К игровому театру. Лирический трактат - [52]
Наконец, распахнув последние двери. Лир увидел дочь: она была так же красива, как и всегда, но красота ее была теперь другой — холодной, жесткой и отчужденной. Перед Лиром стояла королева.
Было в этой Гонерилье что-то неприлично современное, что-то от госпожи Тетчер, если бы наша Маргарет была чуть покрасивей, — какая-то новая властность и самоуверенность, какой-то наглый напор, оправдывающий кличку "железной леди".
Лир мог еще верить своим глазам — перед ним действительно стояла его дочь, но он никак не мог поверить своим ушам — звучали ледяные, спокойные слова, которых он не слышал ни от кого и никогда. И отец начал упрекать, требовать, грозить, а дочь отрицательно качала головой, выделывала руками разнообразные жесты отказа, устало отводила непроницаемые глаза в то пространство, где не было ни бывшего ее властелина, ни поднадоевшего ей родителя. После передачи власти великий Лир стал для нее неактуальным родственником, бедным Лиром, и именно это было непереносимо для него.
◇ ◇ ◇ ◇
ЗАДАНИЯ К УПРАЖНЕНИЮ:
1. Ответьте кратко на вопросы по тексту о Лире.
(а) Кто, согласно тексту, стоял перед Лиром, когда он распахнул последние двери?
(б) С кем в тексте сопоставляется Гонерилья?
(в) Кем стал великий Лир для дочери после передачи власти?
2. Продублируйте без изменений часть текста о Лире, начиная со слов «К игровому театру.» и продолжая до слов «Лиром стояла королева.» включительно.
◇ ◇ ◇ ◇
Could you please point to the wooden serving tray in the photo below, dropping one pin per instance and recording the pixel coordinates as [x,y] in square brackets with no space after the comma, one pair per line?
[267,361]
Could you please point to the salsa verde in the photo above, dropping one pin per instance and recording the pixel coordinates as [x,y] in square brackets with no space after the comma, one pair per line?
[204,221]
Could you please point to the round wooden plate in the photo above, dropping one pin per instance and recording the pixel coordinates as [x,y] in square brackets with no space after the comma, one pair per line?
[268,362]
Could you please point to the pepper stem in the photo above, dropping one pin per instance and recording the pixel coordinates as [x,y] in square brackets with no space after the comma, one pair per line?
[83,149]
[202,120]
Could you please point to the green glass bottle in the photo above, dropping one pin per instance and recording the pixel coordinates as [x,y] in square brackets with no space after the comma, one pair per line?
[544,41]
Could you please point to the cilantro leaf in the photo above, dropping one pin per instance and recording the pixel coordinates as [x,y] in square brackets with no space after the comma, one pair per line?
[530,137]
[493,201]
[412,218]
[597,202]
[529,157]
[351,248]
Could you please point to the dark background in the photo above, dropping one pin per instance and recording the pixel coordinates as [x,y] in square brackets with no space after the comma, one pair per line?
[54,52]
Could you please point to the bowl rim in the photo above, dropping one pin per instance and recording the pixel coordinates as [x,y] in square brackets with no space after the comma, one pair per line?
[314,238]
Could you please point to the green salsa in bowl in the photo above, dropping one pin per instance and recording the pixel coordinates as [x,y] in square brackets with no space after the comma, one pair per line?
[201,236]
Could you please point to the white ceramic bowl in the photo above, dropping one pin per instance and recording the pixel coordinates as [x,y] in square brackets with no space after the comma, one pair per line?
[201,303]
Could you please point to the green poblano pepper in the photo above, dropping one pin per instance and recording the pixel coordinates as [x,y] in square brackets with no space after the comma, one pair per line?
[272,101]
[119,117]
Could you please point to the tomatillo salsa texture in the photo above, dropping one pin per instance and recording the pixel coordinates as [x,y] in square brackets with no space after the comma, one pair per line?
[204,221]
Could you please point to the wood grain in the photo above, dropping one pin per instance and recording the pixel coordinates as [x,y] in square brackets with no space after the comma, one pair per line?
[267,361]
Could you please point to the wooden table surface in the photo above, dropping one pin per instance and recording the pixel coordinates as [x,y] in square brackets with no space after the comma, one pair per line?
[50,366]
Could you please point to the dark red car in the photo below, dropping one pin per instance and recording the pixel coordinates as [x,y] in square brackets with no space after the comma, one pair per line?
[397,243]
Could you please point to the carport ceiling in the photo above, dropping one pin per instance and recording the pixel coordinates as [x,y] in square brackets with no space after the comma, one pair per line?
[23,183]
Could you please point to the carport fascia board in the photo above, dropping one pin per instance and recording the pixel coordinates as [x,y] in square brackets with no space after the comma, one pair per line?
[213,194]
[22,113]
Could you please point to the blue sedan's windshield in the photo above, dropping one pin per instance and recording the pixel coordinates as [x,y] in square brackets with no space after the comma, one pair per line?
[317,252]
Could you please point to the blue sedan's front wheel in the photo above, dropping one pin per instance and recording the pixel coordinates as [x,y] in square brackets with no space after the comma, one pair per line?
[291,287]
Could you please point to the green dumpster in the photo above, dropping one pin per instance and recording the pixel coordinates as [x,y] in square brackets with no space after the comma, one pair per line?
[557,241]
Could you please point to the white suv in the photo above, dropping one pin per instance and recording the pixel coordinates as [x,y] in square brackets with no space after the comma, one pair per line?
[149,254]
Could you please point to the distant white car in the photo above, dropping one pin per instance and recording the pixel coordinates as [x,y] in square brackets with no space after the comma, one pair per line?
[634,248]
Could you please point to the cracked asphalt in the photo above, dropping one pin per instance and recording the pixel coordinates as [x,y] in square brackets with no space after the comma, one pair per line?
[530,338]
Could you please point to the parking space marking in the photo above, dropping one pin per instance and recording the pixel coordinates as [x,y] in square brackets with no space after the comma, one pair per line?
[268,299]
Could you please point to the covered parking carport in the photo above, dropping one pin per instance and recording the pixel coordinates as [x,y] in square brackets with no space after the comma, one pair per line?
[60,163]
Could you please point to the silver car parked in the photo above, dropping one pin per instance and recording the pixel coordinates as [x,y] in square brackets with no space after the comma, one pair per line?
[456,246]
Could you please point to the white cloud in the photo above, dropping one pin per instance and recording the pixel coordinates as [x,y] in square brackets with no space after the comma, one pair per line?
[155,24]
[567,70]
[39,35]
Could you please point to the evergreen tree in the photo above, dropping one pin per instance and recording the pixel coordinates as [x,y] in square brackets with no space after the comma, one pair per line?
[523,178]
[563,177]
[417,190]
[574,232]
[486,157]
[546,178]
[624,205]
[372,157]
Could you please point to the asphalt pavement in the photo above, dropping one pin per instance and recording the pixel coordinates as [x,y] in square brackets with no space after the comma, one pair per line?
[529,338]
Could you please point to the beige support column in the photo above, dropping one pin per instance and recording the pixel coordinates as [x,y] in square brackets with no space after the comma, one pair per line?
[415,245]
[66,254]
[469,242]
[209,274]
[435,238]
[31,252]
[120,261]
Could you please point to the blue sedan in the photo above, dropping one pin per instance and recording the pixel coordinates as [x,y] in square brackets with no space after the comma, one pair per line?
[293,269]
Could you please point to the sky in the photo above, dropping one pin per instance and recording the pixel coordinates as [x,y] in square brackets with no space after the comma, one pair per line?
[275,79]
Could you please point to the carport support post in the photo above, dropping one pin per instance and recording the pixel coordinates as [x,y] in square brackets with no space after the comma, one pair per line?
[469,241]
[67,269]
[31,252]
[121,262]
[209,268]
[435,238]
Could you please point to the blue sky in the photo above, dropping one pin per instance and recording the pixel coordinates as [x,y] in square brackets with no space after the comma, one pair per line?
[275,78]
◇ ◇ ◇ ◇
ОТВЕТЫ К УПРАЖНЕНИЮ:
1.
(а) Королева.
(б) С госпожой Тетчер.
(в) Неактуальным родственником, бедным Лиром.

2.
К игровому театру. Лирический трактат - [52]
Наконец, распахнув последние двери. Лир увидел дочь: она была так же красива, как и всегда, но красота ее была теперь другой — холодной, жесткой и отчужденной. Перед Лиром стояла королева.